Tu objetivo -
Reproduce al pie de la letra todas las entradas que siguen, sin omitir ni alterar ninguna línea.

_ _ _ _ _ _ _

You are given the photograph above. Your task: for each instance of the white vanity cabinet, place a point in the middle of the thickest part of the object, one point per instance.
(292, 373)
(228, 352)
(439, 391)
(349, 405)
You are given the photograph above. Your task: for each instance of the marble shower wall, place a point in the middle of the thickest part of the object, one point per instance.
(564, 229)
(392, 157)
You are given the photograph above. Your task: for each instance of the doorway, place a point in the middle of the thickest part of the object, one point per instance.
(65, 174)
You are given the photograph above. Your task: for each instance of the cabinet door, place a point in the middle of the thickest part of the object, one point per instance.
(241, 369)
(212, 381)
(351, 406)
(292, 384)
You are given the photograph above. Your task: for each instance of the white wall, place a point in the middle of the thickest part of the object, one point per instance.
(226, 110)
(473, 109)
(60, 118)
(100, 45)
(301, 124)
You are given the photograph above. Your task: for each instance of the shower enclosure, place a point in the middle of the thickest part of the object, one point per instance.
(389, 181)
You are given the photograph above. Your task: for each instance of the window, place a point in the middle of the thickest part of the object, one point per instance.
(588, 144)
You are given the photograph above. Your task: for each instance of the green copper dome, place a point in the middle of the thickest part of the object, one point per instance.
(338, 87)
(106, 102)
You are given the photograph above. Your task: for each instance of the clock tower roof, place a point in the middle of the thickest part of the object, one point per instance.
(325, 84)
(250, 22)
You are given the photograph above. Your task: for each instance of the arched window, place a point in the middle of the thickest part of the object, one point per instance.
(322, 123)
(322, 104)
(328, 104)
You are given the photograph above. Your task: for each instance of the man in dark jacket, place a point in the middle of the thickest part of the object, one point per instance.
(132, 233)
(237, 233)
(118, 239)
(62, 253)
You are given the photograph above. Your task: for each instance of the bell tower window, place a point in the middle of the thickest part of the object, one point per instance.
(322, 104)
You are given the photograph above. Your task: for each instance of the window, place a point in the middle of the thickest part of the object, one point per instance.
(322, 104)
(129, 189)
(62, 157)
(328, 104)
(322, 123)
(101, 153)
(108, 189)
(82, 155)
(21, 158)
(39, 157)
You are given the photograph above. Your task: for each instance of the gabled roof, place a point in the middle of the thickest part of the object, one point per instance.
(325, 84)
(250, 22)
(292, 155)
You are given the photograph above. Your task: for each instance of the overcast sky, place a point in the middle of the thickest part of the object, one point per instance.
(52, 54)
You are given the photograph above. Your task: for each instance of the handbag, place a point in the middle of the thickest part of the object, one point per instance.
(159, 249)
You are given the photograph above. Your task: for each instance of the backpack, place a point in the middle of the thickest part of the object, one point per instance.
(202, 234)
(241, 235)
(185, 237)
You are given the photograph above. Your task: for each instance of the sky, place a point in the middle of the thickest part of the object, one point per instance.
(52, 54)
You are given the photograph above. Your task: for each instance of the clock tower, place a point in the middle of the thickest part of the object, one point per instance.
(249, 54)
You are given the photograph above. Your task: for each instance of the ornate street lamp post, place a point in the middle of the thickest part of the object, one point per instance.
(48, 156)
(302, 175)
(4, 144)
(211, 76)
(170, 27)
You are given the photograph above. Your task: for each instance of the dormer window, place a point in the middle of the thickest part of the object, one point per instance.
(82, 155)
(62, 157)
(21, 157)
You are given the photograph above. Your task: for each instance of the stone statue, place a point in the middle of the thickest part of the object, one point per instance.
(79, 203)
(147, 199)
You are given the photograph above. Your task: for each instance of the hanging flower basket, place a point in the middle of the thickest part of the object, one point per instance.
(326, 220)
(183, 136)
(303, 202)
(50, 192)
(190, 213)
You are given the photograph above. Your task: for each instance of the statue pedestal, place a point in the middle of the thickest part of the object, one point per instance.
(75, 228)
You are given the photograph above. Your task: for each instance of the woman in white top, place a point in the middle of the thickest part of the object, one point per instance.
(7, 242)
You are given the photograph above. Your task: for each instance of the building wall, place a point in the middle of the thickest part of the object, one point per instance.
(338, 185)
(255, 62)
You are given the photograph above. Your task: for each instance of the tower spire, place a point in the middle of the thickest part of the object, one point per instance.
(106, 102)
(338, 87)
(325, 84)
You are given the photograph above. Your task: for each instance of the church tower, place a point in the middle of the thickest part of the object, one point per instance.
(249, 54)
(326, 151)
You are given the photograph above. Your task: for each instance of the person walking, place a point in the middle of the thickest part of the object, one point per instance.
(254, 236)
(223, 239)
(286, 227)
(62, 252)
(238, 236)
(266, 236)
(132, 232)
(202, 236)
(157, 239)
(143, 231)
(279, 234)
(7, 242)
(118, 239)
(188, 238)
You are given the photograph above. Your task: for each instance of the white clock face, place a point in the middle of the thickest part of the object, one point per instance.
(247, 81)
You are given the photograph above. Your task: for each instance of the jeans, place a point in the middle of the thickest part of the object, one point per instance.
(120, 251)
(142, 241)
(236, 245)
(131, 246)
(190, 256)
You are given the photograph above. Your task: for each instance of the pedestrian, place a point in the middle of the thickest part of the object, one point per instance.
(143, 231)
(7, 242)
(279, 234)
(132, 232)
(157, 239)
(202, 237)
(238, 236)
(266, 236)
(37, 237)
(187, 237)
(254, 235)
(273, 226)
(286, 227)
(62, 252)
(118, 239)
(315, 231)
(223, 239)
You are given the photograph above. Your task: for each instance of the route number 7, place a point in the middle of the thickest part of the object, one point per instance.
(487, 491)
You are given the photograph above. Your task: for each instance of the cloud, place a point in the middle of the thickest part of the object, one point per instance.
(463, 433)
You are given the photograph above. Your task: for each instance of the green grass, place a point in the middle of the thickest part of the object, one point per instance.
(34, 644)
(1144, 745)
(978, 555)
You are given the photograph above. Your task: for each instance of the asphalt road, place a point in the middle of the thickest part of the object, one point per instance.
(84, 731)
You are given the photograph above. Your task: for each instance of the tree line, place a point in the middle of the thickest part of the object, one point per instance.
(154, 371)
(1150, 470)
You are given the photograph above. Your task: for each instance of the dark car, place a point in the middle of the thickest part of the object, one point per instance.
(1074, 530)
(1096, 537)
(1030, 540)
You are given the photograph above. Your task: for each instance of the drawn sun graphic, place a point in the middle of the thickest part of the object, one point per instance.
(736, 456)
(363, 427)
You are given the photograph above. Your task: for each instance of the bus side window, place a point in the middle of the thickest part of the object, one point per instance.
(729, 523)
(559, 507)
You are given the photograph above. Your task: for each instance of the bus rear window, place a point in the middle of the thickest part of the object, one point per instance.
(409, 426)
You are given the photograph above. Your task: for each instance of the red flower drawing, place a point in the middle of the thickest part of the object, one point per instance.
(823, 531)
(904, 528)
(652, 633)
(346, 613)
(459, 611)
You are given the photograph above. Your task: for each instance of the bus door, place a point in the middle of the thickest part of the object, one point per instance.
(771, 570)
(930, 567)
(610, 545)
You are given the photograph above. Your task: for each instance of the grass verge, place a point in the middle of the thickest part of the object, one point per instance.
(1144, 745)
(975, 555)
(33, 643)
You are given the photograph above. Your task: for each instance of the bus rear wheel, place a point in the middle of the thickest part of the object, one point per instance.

_ _ _ _ _ _ _

Respuesta al ejercicio -
You are given the photograph above. Your task: for each instance of the white vanity cabinet, place a point in the middle of the thickest part of the object, one point per instance.
(292, 373)
(228, 352)
(439, 391)
(349, 405)
You are given the photograph above. Your task: for each instance of the marble shower wall, place a point in the middle of the thickest part of the object, one point per instance.
(564, 229)
(392, 157)
You are given the photograph above. Your task: for each instance of the doorway, place a point in the middle of the thickest part of the object, one point per instance.
(65, 174)
You are given the photograph above. Your task: for each instance of the cabinet door, place a point in the middle of the thickest part of the object, one point per instance.
(241, 369)
(212, 381)
(351, 406)
(292, 384)
You are given the photograph above. Your task: for each instance of the white wall, place a point in the middle of the thickest part of the object, one point per instance.
(226, 110)
(473, 109)
(60, 118)
(100, 45)
(301, 124)
You are given the photograph above. Your task: for each instance of the shower enclosure, place a point in the middle of the thickest part of the object, one point per instance.
(389, 181)
You are given the photograph above. Your task: for each instance of the window, place a point in the middle of the thickest part of the object, one point per instance.
(588, 144)
You are given the photograph above. Your task: for each instance of the green copper dome, place a point in the middle of the thickest part of the object, one point per instance.
(338, 87)
(106, 102)
You are given the photograph above. Your task: for each instance of the clock tower roof, place a point in the middle of the thickest part of the object, one point per instance.
(325, 84)
(250, 22)
You are given the photograph above. Your task: for each instance of the arched window, place a point in the middle of the thickest part of the object, one point per instance.
(322, 123)
(322, 104)
(328, 104)
You are given the photograph above. Your task: for each instance of the man in dark jacket, place a point in the middle of the thickest part of the object, one point per instance.
(132, 233)
(237, 233)
(118, 239)
(62, 253)
You are given the photograph above. Your task: for each instance of the bell tower window, place a point in the middle of the thickest part of the object, one point per instance.
(322, 104)
You are given the photograph above. Your task: for each instance of the window, place a point in the middle of the thickest part of the object, one point per instance.
(322, 104)
(129, 189)
(62, 157)
(328, 104)
(322, 123)
(101, 153)
(108, 189)
(82, 155)
(21, 158)
(39, 157)
You are given the photograph above. Your task: for each instance of the gabled roof, place a point in the middle of the thickest part of the object, one point per instance.
(325, 84)
(250, 22)
(292, 155)
You are given the photograph above. Your task: for each instance of the overcast sky, place a point in the middle of the thickest part of the object, one point per instance.
(52, 54)
You are given the photograph above. Your task: for each instance of the handbag, place a point in the middle of the thickest part of the object, one point per instance.
(159, 249)
You are given the photograph above. Your task: for each instance of the backpack, place a point in the middle of the thickest part of the object, one point per instance.
(202, 234)
(241, 235)
(185, 237)
You are given the photograph above. Your task: for each instance of the sky, place a point in the middle of the thickest part of the object, one point per instance.
(52, 54)
You are given the photograph above. Your task: for each instance of the clock tower, place a point in the middle of the thickest part of the object, one point per instance.
(249, 54)
You are given the photograph above. Your task: for each instance of the ornate street lamp post, place a point in the middle of the thickest part of the object, one point per instance.
(48, 156)
(302, 175)
(4, 144)
(211, 76)
(170, 27)
You are given the photograph above. Your task: for each instance of the dormer window, place a point in the middle of the thickest part of the object, one point per instance.
(82, 155)
(62, 157)
(21, 157)
You are given the photograph above. Your task: for each instance of the stone statue, place a point in the middle of the thickest part of the object, one point per instance.
(79, 203)
(147, 199)
You are given the photograph above. Your task: for each instance of the hanging flower basket, place a point in the middle of the thickest part of the object, one point per instance.
(326, 220)
(183, 136)
(303, 202)
(50, 192)
(190, 213)
You are given the photograph above. Your task: for each instance of the statue pedestal, place a point in the middle of the thickest part of the object, one point per instance.
(75, 228)
You are given the photograph above. Your task: for each instance of the woman in white top, place a point in the middle of the thickest part of the object, one point per instance.
(7, 242)
You are given the photograph above. Your task: for each instance of the building wall, place a point in the middle of the thickest part of the object, one point per instance.
(338, 185)
(255, 62)
You are given the photograph above. Your task: for each instance of the tower spire, place a point in the middle of the thickest part of the object, one point per instance.
(106, 102)
(338, 87)
(325, 84)
You are given the photograph above. Your task: for each instance of the church tower, place a point in the middle of the thickest part of the object, one point per instance.
(249, 54)
(326, 151)
You are given the photograph above. Your task: for each instance of the person walking, place a point in the middle of the thickest part of the object, one point per instance.
(254, 236)
(223, 239)
(286, 227)
(62, 252)
(238, 236)
(266, 236)
(132, 232)
(202, 236)
(157, 239)
(143, 231)
(279, 234)
(7, 242)
(118, 239)
(188, 238)
You are given the photograph above. Your task: for each instance of the white clock face, place a point in the middle of the thickest part of the object, one point per instance.
(247, 81)
You are given the photograph above. Your task: for each instance of the jeans, place a point in the middle of the thickest part of the object, one point per instance.
(120, 251)
(142, 241)
(236, 245)
(131, 246)
(190, 256)
You are given the photograph above. Your task: for each instance of the pedestrian, place a point in the middle of the thickest part of the object, one point per instance.
(143, 231)
(7, 242)
(279, 234)
(132, 232)
(157, 239)
(202, 237)
(238, 236)
(266, 236)
(37, 237)
(187, 237)
(254, 235)
(273, 226)
(286, 227)
(62, 252)
(118, 239)
(315, 231)
(223, 239)
You are given the photograph above. Your task: for each instance of the route number 7, place a point in the middle of the thickest part of the object, one point per instance.
(487, 491)
You are given the photograph above. Your task: for each instance of the cloud, place a point in the middle of the thickest part of the object, one point per instance.
(463, 433)
You are given the photograph above. Your task: for each instance of the green grass, place a point in the middle of the thickest part of the object, one point per instance.
(34, 644)
(1144, 745)
(978, 555)
You are given the photograph above. Your task: for each instance of the asphalt road, place a point in the middle of the thickest part of the object, one point per instance.
(84, 731)
You are given the photograph above. Your task: for each instance of the tree line, place a point in the middle of the thickest part of the object, one point per instance.
(154, 371)
(1150, 470)
You are given the photograph above. Your task: for each instance of the dark car, place a point in the middle of the thickest part of the object, one point per instance.
(1074, 530)
(1096, 537)
(1030, 540)
You are given the photograph above. Your task: for each instance of the drawn sun graphic, place a point in the middle of the thickest part of the object, one point per instance.
(736, 456)
(363, 427)
You are given the photograph above. Your task: for each instance of the bus side window, place a point in the middle of the thickest part of the object, one point per instance.
(729, 523)
(559, 507)
You are given the photograph above. Your task: for each instance of the bus rear window, place a point in the middle of the thickest part of the object, one point per instance.
(409, 426)
You are given the photograph above. Your task: for each instance of the red flower drawing, place a point in the middle of the thickest part of the object, one point per instance.
(823, 531)
(904, 528)
(652, 633)
(346, 613)
(459, 611)
You are given the photograph above. Your task: for each instance of the bus door, place a point in the middle of the thickest part of the object, one point per instance.
(771, 570)
(930, 567)
(610, 545)
You are given the photograph above. Your task: for each instance of the grass verge, place a point in the middle of the thickest part of the object, one point per instance.
(1144, 745)
(975, 555)
(33, 643)
You are given the photograph above. Your task: for each instance of the bus rear wheel, place a point in the middle of the thickest part of the object, one point per instance.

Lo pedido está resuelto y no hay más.